Exercises:
1. Duplicate part of the comments on commonhold reform below. Begin at the words "I don’t doubt" and stop after "for all concerned.".
2. In the comments on commonhold reform below, what existing system does one commenter say commonhold improves on?
3. List every sentence in the comments on commonhold reform below that contains the words "white paper," in any capitalization.

Supplied text:
** start **

Great stuff. If Labour pulls this off, even if it takes an entire term, it will go down as a truly reforming administration.
I don’t doubt Matthew Pennycook’s sincerity, I just hope Labour can pull this off in the face of what will be determined and well resourced opposition.
I believe that Commonhold represents a significant radical improvement over the existing Fleecehold system and is the most logical path forward for all concerned.
Numerous substantial changes have been implemented within a relatively short period, facilitating easier and more cost-effective acquisition of Right to Manage for many Leaseholders.
The “White Paper Ministerial Forward” effectively summarises the key points and underscores the necessity of thorough and comprehensive measures.
In my view, it is imperative that this antiquated feudal tenure system be relegated to historical obscurity as soon as possible.
If you read Mr Pennycook’s white paper you can see how much thought has gone into this.
It is a brilliant white paper. It caters for all with all the options they are considering.
Let’s be honest about it: commonhold works in every country ins the world, so it can work here. The only people put out by this is those that wish to continue to extort leaseholders.
With regards to the July judicial review, it simply comes down to whose human right is the more of a moral right. Either, the freeholder’s right to continue to rip-off leaseholders; or the leaseholder’s right to live with some genuine security and dignity in their own homes and without fear of forfeiture.
As a nation, we are being left behind. We cannot afford to miss this opportunity to reform our feudal system to a better commonhold system for new and existing flat/house owners.

** end **

Record list:
** start **

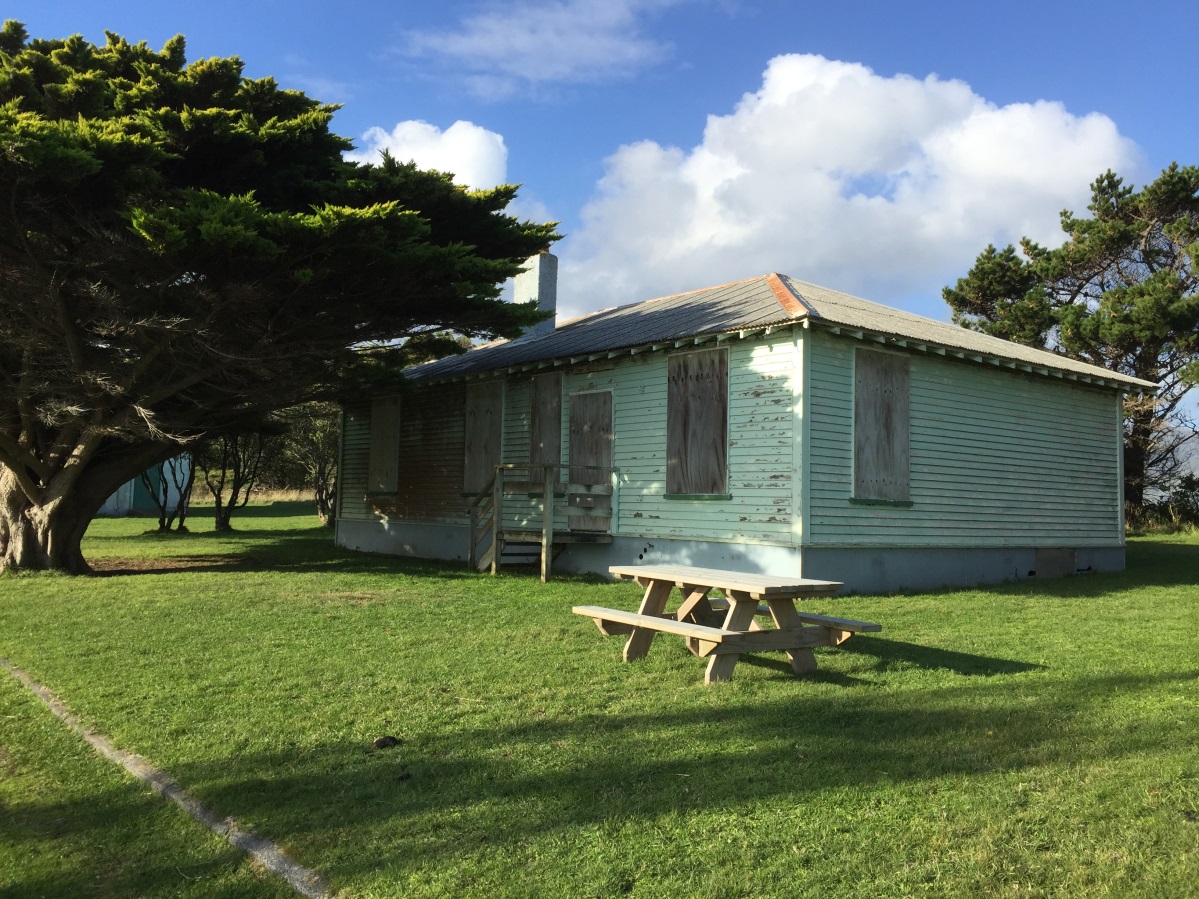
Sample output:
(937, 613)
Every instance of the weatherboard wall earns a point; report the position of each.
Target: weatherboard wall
(758, 507)
(355, 458)
(998, 458)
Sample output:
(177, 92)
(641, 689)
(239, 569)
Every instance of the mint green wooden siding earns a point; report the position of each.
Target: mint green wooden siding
(351, 487)
(998, 458)
(760, 445)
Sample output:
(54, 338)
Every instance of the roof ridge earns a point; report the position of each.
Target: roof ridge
(791, 302)
(698, 290)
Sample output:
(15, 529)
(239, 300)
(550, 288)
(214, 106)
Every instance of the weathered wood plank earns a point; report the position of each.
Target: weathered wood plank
(760, 585)
(698, 422)
(881, 453)
(654, 622)
(383, 468)
(483, 416)
(591, 451)
(546, 420)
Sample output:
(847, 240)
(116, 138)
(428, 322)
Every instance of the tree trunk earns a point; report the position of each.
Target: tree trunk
(47, 535)
(1138, 440)
(41, 537)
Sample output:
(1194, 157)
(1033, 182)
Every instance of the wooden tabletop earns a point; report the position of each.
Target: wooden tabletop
(757, 585)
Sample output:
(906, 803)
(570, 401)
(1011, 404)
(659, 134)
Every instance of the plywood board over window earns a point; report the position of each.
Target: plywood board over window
(546, 420)
(881, 454)
(383, 468)
(483, 433)
(698, 423)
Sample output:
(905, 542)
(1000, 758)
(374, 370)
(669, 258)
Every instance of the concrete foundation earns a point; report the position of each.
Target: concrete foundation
(863, 569)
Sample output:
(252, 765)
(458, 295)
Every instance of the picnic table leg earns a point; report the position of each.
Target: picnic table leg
(698, 609)
(654, 603)
(741, 610)
(783, 611)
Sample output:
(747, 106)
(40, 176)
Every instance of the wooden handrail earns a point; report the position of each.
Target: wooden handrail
(489, 502)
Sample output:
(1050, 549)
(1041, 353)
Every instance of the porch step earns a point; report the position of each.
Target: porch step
(559, 537)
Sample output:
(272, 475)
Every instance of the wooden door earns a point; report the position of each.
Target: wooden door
(591, 458)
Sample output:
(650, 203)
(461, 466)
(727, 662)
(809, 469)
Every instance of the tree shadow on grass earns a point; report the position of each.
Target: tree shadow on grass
(451, 790)
(897, 653)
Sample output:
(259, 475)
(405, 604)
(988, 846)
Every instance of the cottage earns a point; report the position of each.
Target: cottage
(761, 426)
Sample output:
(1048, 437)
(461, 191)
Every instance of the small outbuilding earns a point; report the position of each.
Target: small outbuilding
(761, 426)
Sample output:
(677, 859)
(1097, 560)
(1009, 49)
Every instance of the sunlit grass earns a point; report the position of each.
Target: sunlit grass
(1026, 740)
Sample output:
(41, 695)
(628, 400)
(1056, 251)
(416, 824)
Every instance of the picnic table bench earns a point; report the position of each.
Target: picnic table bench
(721, 629)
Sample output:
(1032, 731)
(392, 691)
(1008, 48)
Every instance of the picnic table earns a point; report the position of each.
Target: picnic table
(722, 628)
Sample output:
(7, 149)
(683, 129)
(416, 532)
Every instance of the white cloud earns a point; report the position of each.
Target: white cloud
(885, 187)
(476, 156)
(546, 42)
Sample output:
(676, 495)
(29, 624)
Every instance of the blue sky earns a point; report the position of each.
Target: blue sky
(874, 148)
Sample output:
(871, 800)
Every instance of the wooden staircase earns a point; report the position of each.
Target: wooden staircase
(493, 545)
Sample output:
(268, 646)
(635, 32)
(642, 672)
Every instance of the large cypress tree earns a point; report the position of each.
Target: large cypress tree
(1121, 293)
(184, 249)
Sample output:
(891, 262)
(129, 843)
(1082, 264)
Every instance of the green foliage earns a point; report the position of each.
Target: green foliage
(1121, 293)
(185, 249)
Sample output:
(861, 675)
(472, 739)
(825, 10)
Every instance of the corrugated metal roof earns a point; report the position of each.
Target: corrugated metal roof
(746, 306)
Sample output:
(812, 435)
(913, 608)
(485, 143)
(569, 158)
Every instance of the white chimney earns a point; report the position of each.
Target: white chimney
(538, 284)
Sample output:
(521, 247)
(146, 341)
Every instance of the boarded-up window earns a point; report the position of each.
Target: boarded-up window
(880, 426)
(383, 469)
(484, 429)
(698, 422)
(546, 420)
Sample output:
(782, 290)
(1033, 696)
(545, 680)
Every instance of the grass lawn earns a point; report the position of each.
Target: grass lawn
(1026, 740)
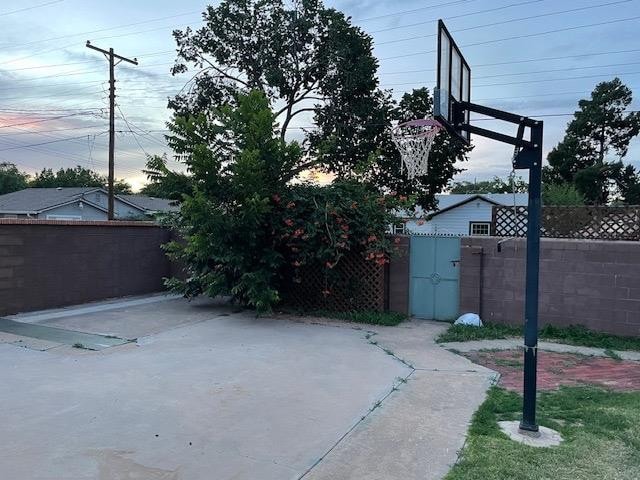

** end **

Solutions to each task:
1.
I don’t doubt Matthew Pennycook’s sincerity, I just hope Labour can pull this off in the face of what will be determined and well resourced opposition.
I believe that Commonhold represents a significant radical improvement over the existing Fleecehold system and is the most logical path forward for all concerned.

2. The existing Fleecehold system.

3.
- The “White Paper Ministerial Forward” effectively summarises the key points and underscores the necessity of thorough and comprehensive measures.
- If you read Mr Pennycook’s white paper you can see how much thought has gone into this.
- It is a brilliant white paper.